§ READING TEXT
Re: Implementing Incremental View Maintenance

From: Yugo Nagata <nagata(at)sraoss(dot)co(dot)jp>
To: Mitar <mmitar(at)gmail(dot)com>
Cc: pgsql-hackers(at)postgresql(dot)org, Kevin Grittner <kgrittn(at)gmail(dot)com>
Subject: Re: Implementing Incremental View Maintenance
Date: 2019-01-31 14:20:32
Message-ID: 20190131232032.feaab8f20d29cdc75898c896@sraoss.co.jp
Views: Raw Message | Whole Thread | Download mbox | Resend email
Thread:
Lists: pgsql-hackers

On Mon, 7 Jan 2019 00:39:00 -0800
Mitar <mmitar(at)gmail(dot)com> wrote:

> That sounds great! I am interested in this topic because I am
> interested in reactive/live queries and support for them in
> PostgreSQL. [1]
>
> In that context, the problem is very similar: based on some state of
> query results and updated source tables, determine what should be new
> updates to send to the client describing changes to the query results.
> So after computing those incremental changes, instead of applying them
> to materialized view I would send them to the client. One could see
> materialized views only type of consumers of such information about
> incremental change.
>
> So I would like to ask if whatever is done in this setting is done in
> a way that one could also outside of the context of materialized view.
> Not sure what would API be thought.

I didn't know about reactive/live queries but this seems share a part of
problem with IVM, so we might have common API.

BTW, what is uecase of reactive/live queries? (just curious)

> > For these reasons, we started to think to implement IVM without relying on OIDs
> > and made a bit more surveys.
>
> I also do not see much difference between asking users to have primary
> key on base tables or asking them to have OIDs. Why do you think that
> a requirement for primary keys is a hard one? I think we should first
> focus on having IVM with base tables with primary keys. Maybe then
> later on we could improve on that and make it also work without.

§ GIVEN INFORMATION

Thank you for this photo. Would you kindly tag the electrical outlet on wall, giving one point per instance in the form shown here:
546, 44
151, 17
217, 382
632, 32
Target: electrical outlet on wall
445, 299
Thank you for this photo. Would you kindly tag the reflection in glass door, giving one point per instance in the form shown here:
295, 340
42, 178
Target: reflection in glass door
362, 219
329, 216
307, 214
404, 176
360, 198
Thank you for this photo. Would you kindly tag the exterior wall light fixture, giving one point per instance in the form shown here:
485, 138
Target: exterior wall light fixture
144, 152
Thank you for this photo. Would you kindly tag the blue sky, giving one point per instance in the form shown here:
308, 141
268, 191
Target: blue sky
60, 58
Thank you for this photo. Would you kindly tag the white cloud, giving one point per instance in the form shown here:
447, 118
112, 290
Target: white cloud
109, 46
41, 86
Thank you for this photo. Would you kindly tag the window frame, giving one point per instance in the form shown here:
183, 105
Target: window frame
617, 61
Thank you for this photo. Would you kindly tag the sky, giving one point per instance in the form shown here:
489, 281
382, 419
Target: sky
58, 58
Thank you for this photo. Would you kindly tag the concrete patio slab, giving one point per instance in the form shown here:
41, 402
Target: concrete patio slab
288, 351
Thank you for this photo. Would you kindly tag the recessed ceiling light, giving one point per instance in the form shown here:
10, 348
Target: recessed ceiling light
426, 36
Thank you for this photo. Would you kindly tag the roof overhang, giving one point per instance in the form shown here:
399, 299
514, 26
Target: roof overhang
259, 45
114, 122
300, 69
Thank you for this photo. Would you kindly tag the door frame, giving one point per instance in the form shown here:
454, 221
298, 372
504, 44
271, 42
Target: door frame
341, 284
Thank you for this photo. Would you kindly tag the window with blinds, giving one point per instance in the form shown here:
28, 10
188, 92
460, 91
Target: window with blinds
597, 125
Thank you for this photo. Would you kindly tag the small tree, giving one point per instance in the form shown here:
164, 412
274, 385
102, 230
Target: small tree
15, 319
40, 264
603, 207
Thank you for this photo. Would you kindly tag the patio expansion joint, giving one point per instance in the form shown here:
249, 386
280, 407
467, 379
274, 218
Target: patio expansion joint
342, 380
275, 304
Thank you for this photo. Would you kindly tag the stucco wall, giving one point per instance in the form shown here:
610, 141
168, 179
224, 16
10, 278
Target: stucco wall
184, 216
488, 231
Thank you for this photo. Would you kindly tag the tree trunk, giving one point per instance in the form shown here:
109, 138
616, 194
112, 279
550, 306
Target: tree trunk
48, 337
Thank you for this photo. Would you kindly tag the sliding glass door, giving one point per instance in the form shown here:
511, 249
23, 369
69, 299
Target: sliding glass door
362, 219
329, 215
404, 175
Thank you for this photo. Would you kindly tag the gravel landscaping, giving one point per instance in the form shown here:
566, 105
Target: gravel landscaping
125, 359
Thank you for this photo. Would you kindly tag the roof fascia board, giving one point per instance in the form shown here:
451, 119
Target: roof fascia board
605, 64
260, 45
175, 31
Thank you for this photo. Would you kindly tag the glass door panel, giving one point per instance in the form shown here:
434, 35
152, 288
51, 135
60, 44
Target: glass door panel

§ STATED EXERCISE
Rewrite the incremental view maintenance thread starting at "BTW, what is" and ending at "bit more surveys.", putting "object identifiers" wherever "OIDs" appears. The material plays no role here.

§ TASK RESULT
BTW, what is uecase of reactive/live queries? (just curious)

> > For these reasons, we started to think to implement IVM without relying on object identifiers
> > and made a bit more surveys.